• _Consigne A_:
D'après l'extrait sur la décision du Comité, pour quel motif principal le Comité a-t-il rejeté l'appel de M. Pastion ?

• _Extrait du texte_:
-=-=-
Analyse de la décision du Comité
[30]
En ayant ces principes en tête, je me penche maintenant sur la décision du Comité de rejeter l’appel de M. Pastion. J’estime que cette décision était raisonnable. Lorsqu’on lit cette décision attentivement, il devient clair que le principal motif du Comité pour rejeter l’appel était qu’il était trop tard pour contester l’éligibilité de M. Didzena. Il s’agit là d’une interprétation raisonnable du Règlement électoral.
A.
Quelle a été la décision du Comité?
[31]
Les parties ne s’entendent pas sur la teneur de la décision du Comité. M. Pastion affirme que le Comité a estimé que M. Didzena était inéligible, mais qu’il est arrivé à la conclusion que la présence du nom de M. Didzena sur le bulletin de vote n’avait pas eu d’incidence significative sur le résultat de l’élection. En revanche, la Première nation affirme que le Comité a simplement souligné que l’éligibilité de M. Didzena n’avait pas été contestée selon la procédure établie dans le Règlement électoral. Par conséquent, le raisonnement du Comité concernant la question de savoir si le résultat de l’élection avait pu être influencé de manière importante n’était qu’un argument subsidiaire qui justifiait le rejet par le Comité de l’appel de M. Pastion.
[32]
À mon avis, la Première nation explique correctement le raisonnement du Comité. En fait, il s’agit d’une affaire où les enseignements de l’arrêt Newfoundland Nurses sont particulièrement pertinents.
[33]
Pour comprendre la décision du Comité, il est utile de faire référence au départ à deux dispositions du Règlement électoral. Le paragraphe 1(6) prescrit que le président d’élection doit afficher un avis d’élections, un avis de mise en candidature et une liste des électeurs. Selon les définitions données dans le Règlement électoral, un électeur ou un candidat doit résider ordinairement dans l’une des réserves de la Première nation. Le paragraphe 1(6) prescrit ensuite ceci :
[traduction]
[…] Le Conseil déterminera le lieu de résidence des électeurs et des candidats avant l’élection, et les décisions du Conseil seront définitives. Cette détermination se fera au moyen de l’approbation par le Conseil de liste des électeurs éligibles. […]
[34]
De plus, le paragraphe 1(8) énonce une procédure pour contester les décisions rendues lors des assemblées de mise en candidature :
[traduction]
Toute personne qui souhaite faire appel des procédures influant sur le résultat du processus de mise en candidature doit s’adresser par écrit au président d’élection. Un tel appel sera examiné s’il est reçu immédiatement après la date de l’assemblée de mise en candidature et une réponse sera donnée avant l’élection prévue.
-=-=-
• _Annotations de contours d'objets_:

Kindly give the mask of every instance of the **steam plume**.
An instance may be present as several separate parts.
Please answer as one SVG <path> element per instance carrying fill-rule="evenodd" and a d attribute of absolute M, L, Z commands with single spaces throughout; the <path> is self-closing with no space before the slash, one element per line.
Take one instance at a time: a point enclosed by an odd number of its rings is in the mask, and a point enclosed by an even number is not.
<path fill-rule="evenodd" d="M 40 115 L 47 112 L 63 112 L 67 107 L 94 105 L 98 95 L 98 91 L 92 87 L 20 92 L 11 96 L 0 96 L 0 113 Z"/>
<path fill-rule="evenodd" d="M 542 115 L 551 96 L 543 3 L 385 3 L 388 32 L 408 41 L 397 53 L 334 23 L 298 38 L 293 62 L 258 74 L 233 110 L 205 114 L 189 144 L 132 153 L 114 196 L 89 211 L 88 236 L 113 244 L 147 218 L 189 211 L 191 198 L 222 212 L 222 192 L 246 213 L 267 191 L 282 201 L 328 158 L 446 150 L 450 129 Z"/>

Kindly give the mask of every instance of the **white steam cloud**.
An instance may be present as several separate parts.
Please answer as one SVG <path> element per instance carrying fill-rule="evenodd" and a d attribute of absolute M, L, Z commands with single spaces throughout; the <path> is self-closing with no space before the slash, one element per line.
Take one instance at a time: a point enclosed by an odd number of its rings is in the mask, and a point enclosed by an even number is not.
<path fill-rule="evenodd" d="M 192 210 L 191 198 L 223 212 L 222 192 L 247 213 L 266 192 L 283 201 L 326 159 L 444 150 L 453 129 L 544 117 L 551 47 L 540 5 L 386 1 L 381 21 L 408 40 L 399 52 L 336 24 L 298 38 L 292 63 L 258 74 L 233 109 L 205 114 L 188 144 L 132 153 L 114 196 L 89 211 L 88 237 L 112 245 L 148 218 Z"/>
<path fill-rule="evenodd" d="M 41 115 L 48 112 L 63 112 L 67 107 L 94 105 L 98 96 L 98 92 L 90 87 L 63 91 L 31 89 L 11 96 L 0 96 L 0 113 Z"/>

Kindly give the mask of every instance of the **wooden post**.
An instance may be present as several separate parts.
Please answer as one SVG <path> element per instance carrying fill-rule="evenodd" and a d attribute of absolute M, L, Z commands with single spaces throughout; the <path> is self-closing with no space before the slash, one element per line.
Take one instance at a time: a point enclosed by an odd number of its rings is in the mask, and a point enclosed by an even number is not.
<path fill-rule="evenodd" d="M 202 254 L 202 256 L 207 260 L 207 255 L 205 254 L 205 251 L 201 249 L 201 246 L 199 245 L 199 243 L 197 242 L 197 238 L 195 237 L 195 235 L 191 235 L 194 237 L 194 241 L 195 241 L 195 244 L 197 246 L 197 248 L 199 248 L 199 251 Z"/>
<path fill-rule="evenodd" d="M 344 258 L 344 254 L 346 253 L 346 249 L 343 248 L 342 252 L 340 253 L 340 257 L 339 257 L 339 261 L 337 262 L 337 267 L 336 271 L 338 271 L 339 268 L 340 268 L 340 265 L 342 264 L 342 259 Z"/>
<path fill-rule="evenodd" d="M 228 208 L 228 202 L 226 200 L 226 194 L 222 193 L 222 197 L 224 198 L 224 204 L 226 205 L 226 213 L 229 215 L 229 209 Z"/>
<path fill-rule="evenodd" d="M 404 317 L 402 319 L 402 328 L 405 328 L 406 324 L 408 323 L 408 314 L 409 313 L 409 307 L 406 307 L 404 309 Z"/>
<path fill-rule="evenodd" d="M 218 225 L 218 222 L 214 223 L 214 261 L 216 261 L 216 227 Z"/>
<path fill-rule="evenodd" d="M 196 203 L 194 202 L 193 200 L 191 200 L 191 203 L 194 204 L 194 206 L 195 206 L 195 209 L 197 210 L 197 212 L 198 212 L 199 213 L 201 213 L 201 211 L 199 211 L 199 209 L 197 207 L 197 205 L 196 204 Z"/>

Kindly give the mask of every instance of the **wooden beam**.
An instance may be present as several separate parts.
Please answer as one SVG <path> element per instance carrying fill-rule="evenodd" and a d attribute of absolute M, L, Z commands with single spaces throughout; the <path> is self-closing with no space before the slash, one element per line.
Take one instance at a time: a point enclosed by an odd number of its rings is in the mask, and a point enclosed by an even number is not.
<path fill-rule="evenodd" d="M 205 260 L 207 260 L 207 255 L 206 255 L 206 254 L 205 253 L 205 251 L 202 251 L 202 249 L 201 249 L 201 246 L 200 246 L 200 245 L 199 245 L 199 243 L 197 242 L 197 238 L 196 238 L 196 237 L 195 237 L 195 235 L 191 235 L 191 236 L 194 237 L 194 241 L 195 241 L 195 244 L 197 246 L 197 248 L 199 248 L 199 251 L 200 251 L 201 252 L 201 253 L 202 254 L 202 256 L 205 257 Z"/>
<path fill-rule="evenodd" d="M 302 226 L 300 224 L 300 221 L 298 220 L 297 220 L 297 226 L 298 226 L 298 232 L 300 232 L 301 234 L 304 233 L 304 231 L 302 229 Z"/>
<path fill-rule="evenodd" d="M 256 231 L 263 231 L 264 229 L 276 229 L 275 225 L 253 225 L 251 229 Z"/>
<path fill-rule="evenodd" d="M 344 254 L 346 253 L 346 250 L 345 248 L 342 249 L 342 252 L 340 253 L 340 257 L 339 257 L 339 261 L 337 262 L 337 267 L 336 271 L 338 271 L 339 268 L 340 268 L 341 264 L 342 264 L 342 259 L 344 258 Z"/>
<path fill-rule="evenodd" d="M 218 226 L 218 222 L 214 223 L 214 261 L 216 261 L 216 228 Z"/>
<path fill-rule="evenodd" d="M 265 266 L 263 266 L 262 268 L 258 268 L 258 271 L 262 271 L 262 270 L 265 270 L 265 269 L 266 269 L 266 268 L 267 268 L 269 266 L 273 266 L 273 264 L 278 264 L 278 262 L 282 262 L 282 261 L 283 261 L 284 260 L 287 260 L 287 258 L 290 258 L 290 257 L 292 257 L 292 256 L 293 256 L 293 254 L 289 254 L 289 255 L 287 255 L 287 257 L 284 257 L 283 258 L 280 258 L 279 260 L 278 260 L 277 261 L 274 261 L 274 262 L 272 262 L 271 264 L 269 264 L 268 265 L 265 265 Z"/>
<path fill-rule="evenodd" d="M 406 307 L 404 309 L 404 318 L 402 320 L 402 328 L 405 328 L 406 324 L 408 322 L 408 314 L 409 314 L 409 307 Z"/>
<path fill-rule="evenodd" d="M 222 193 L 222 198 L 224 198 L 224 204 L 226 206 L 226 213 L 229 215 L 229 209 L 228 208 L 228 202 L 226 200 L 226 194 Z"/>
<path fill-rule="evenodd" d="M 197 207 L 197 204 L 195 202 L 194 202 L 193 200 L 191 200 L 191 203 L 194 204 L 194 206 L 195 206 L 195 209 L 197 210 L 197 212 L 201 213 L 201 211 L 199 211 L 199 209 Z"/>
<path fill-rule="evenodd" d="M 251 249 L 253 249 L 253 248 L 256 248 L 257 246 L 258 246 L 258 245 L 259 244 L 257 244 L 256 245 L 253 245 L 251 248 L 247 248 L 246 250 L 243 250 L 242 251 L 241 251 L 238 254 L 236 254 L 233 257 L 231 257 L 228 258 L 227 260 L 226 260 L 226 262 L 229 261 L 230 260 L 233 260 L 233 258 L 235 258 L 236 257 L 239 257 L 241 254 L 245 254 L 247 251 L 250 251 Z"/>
-=-=-
• _Consigne B_:
Relevez chaque ligne des enregistrements contenant la chaîne "give", en respectant la casse.

• _Réponse complète A_:
Il était trop tard pour contester l'éligibilité de M. Didzena.

• _Réponse complète B_:
Kindly give the mask of every instance of the **steam plume**.
Kindly give the mask of every instance of the **white steam cloud**.
Kindly give the mask of every instance of the **wooden post**.
Kindly give the mask of every instance of the **wooden beam**.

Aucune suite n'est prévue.